■ **PROBLEM TO WORK ON**: Find every line in the items below that contains the string "background", where uppercase and lowercase must match, and copy each of those lines in full.

■ **SUPPLIED INFORMATION**:
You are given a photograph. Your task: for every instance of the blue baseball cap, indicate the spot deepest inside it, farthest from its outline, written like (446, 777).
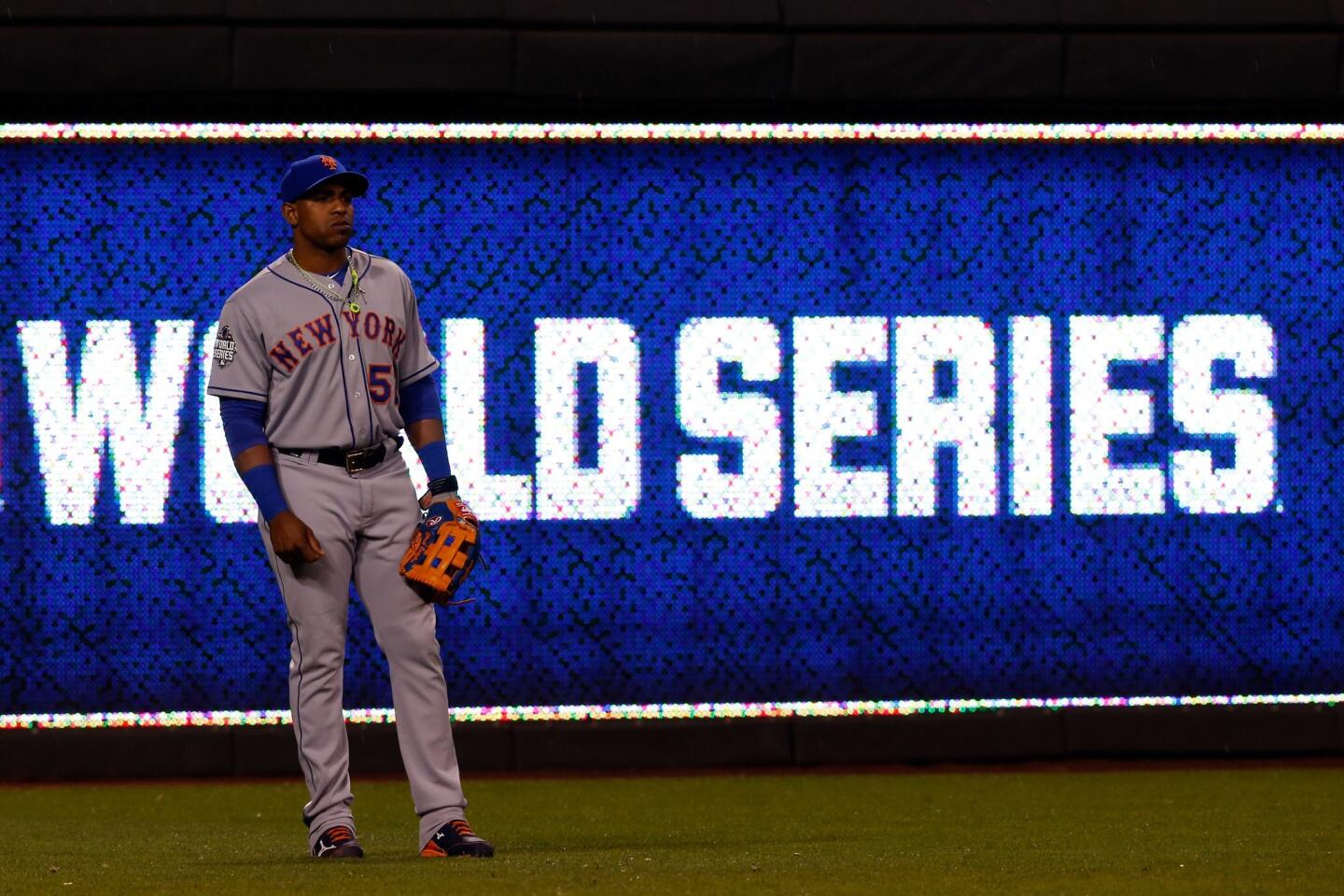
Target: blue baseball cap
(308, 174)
* * *
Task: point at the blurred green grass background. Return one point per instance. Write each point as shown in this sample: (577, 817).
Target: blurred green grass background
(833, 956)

■ **TASK RESPONSE**:
Task: point at the blurred green grass background. Return one point per instance. Write each point as shown in this sample: (577, 817).
Target: blurred green grass background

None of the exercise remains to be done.